» **Task 1**: According to the McKnight Brain Institute researcher profiles, which universities host McKnight Brain Institutes?
» **Task 2**: Carry the McKnight Brain Institute researcher profiles forward from their last sentence.

» **Excerpted passage**:
○ ○ ○ ○ ○

McKnight Brain Institute Researchers

Meet some of our McKnight Brain Institute researchers who are conducting scientific research to help better understand and alleviate the effects of age-related cognitive decline and memory loss.

With McKnight Brain Institutes established at the University of Alabama at Birmingham, University of Arizona, University of Florida and University of Miami, the McKnight Brain Research Foundation works to foster cross-discipline, productive collaboration among top brain health scientists from across the country.

Meet the Researchers

Researcher Spotlight

Dr. Sara Burke

University of Florida McKnight Brain Institute

Dr. Burke is Associate Professor of Neuroscience and Associate Director of the Cognitive Aging and Memory Center (CAM) at the University of Florida College of Medicine. With the end goal of developing a playbook to help people age successfully, Dr. Burke’s research focuses on investigating mechanisms of cognition and determining how diet and metabolic function can increase resilience to memory loss in aging and disease. To answer these questions, her lab integrates data across multiple levels of analysis, including neurophysiology, gene expression, anatomy and behavioral assays. 

Dr. Aprinda Indahlastari

University of Florida McKnight Brain Institute

Dr. Indahlastari is an up-and-coming neuroscience researcher at the University of Florida. Her research focuses on a technique aimed at improving cognitive function in older adults that involves using a noninvasive form of brain stimulation paired with cognitive training.

○ ○ ○ ○ ○

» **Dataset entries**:
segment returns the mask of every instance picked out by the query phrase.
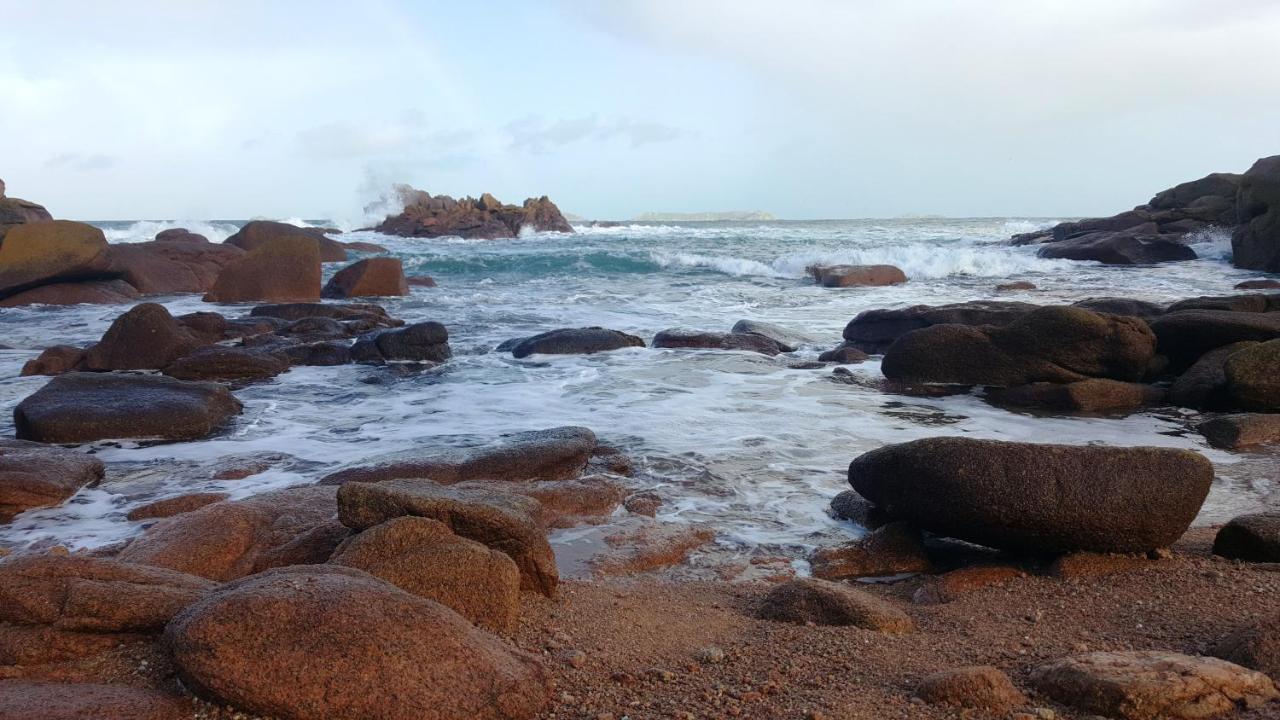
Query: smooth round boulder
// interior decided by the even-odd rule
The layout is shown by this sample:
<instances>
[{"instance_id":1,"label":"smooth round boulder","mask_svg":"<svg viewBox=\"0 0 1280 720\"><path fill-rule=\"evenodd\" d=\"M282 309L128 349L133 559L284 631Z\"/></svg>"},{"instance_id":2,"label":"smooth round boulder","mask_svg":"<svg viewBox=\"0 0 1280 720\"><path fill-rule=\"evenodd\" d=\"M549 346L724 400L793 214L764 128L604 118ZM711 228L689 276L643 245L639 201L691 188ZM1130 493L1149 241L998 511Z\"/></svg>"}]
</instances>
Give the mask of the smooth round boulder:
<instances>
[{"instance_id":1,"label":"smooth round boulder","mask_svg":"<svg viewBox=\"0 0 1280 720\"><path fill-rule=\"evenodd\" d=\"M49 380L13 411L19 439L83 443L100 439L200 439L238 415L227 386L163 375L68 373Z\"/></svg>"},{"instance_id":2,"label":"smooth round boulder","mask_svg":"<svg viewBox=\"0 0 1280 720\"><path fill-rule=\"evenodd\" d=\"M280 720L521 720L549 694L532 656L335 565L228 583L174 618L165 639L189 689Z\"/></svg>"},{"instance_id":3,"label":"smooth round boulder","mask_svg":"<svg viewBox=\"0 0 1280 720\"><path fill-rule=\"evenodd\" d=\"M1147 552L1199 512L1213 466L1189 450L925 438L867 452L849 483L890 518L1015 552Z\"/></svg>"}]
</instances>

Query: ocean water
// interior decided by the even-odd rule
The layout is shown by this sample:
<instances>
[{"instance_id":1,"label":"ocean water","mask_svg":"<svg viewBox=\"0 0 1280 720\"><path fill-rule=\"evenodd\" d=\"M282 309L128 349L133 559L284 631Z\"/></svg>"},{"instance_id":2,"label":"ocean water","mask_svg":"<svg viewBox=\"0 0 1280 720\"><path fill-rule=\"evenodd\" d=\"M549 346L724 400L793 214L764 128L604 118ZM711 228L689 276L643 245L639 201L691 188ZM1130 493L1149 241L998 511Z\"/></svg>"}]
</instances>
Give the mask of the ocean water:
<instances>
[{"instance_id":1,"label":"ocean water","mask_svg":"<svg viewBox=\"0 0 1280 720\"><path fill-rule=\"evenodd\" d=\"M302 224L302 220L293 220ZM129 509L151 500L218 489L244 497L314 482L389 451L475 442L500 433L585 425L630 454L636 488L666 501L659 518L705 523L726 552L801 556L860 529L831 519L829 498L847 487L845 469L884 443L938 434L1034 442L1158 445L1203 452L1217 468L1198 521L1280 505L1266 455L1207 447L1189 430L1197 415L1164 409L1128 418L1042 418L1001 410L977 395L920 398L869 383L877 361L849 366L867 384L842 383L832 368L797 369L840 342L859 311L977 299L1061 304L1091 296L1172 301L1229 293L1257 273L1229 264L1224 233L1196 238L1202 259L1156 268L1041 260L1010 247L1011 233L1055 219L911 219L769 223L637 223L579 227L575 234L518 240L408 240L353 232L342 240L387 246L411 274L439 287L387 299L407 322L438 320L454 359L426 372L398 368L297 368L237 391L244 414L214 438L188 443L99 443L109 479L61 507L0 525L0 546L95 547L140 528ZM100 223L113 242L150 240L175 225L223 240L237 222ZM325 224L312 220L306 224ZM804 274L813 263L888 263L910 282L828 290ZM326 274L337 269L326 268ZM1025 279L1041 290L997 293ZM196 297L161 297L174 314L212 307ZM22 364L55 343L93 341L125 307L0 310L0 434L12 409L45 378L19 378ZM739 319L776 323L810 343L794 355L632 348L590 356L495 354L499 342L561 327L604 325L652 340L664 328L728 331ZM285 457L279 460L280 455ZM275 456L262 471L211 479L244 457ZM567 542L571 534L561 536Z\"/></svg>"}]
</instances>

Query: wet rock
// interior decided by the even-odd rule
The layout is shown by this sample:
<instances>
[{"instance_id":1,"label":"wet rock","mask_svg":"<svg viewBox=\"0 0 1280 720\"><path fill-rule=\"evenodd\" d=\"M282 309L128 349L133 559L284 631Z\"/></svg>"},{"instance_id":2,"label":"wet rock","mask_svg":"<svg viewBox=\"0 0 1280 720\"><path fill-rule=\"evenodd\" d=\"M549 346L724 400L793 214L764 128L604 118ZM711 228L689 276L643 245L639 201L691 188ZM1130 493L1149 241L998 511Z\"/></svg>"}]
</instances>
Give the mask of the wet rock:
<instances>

○ ○ ○ ○ ○

» **Exercise response 1**: The University of Alabama at Birmingham, the University of Arizona, the University of Florida and the University of Miami.

» **Exercise response 2**:
Dr. Adam Gerstenecker

University of Alabama at Birmingham McKnight Brain Institute
Adam Gerstenecker, Ph.D., an assistant professor in the Department of Neurology at UAB was recently presented with the National Academy of Neuropsychology’s early career award. The award is given to those who have made “substantial scholarly contributions to the field of neuropsychology within 10 years of receiving their doctoral degree.” With 42 publications published or in press as well as seven book chapters, primarily looking at changes in functional cognitive ability in Parkinson’s, Alzheimer’s and atypical Parkinsonism, Dr. Gerstenecker received the award in half that time. He earned his doctorate from the University of Louisville in 2014 and then joined UAB as a fellow.